Tarefas a resolver>
a - Responda a estas perguntas com base no excerto sobre D. José dos Santos Garcia:
(i) Em que localidade foi ordenado presbítero?
(ii) Em que ano terminou a sua peregrinação missionária em Moçambique?
(iii) Que cognome lhe deram mais tarde?
b - Transcreva, sem alterações, o trecho do excerto sobre D. José dos Santos Garcia que vai de "IN MEMORIAM DE" a "vice-reitor e professor.".

+++ Excerto a ler +++

IN MEMORIAM DE UM BISPO DE BARBAS BRANCAS E LONGAS
No ano em que o Papa Francisco decretou uma reflexão de todas as Comunidades Cristãs para a Vida Consagrada, é importante falar de todos aqueles que fizeram da sua vida uma prática de missão e evangelização.
Uma dessas pessoas é D. José dos Santos Garcia, que nasceu em Abril de 1913, em terras da Beira Baixa, na Aldeia do Souto (Covilhã).

A 25 de Junho de 1938, com vinte e cinco anos, foi ordenado presbítero em Cernache do Bonjardim, depois de ter frequentado os Seminários da Sociedade Portuguesa das Missões Católicas. Em Cernache do Bonjardim foi vice-reitor e professor.
Em 1945 iniciou uma peregrinação missionária por terras africanas – Moçambique – , que terminou com a sua resignação em 1975, devido à independência desse jovem país. Foi missionário na Diocese de Nampula, território religioso de grande área, trabalhou no Seminário Diocesano, na Escola de Professores e na Missão de Unango, junto ao Niassa.
Em 1947 tomou conta da Missão de Mutuali, que dispunha de estruturas avançadas, uma ampla igreja, um hospital com maternidade, dois internatos para jovens, diversas oficinas e uma grande exploração agrícola. É neste setor que o missionário José Garcia se destaca, apostando em novas culturas, principalmente as das suas origens da Beira Baixa. Moderniza a agricultura, lança novas sementeiras, faz a produção ”industrial “ da cebola, um alimento que já os romanos consideravam ter qualidades medicinais. Além de géneros alimentícios para a grande missão, vendia para outras localidades, receita que lhe permitiu a aquisição de sementes, a continuação da modernização das estruturas agrícolas e novas ferramentas para trabalhar a terra com maior produtividade. Mais tarde, deram-lhe o cognome do “Bispo das Cebolas.” Nesta Missão foi nomeado superior regional da Sociedade Missionária.

+++ Registos dados +++

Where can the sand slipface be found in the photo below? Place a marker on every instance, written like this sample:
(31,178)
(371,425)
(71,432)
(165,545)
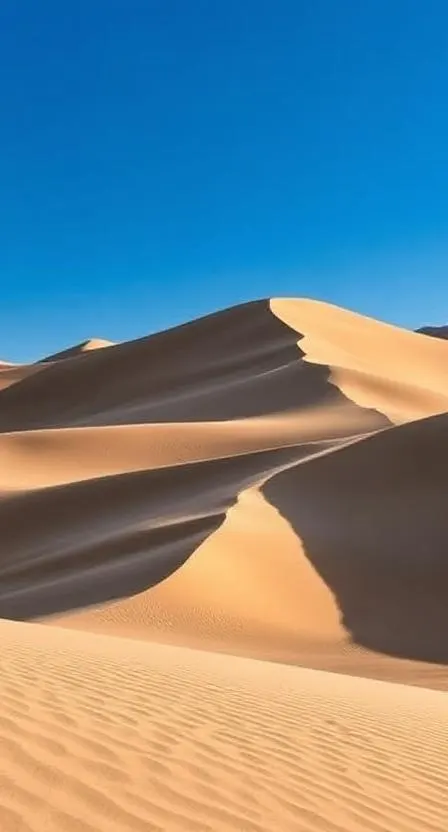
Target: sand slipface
(267,483)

+++

Soluções>
a -
(i) Em Cernache do Bonjardim.
(ii) Em 1975.
(iii) "Bispo das Cebolas".

b -
IN MEMORIAM DE UM BISPO DE BARBAS BRANCAS E LONGAS
No ano em que o Papa Francisco decretou uma reflexão de todas as Comunidades Cristãs para a Vida Consagrada, é importante falar de todos aqueles que fizeram da sua vida uma prática de missão e evangelização.
Uma dessas pessoas é D. José dos Santos Garcia, que nasceu em Abril de 1913, em terras da Beira Baixa, na Aldeia do Souto (Covilhã).

A 25 de Junho de 1938, com vinte e cinco anos, foi ordenado presbítero em Cernache do Bonjardim, depois de ter frequentado os Seminários da Sociedade Portuguesa das Missões Católicas. Em Cernache do Bonjardim foi vice-reitor e professor.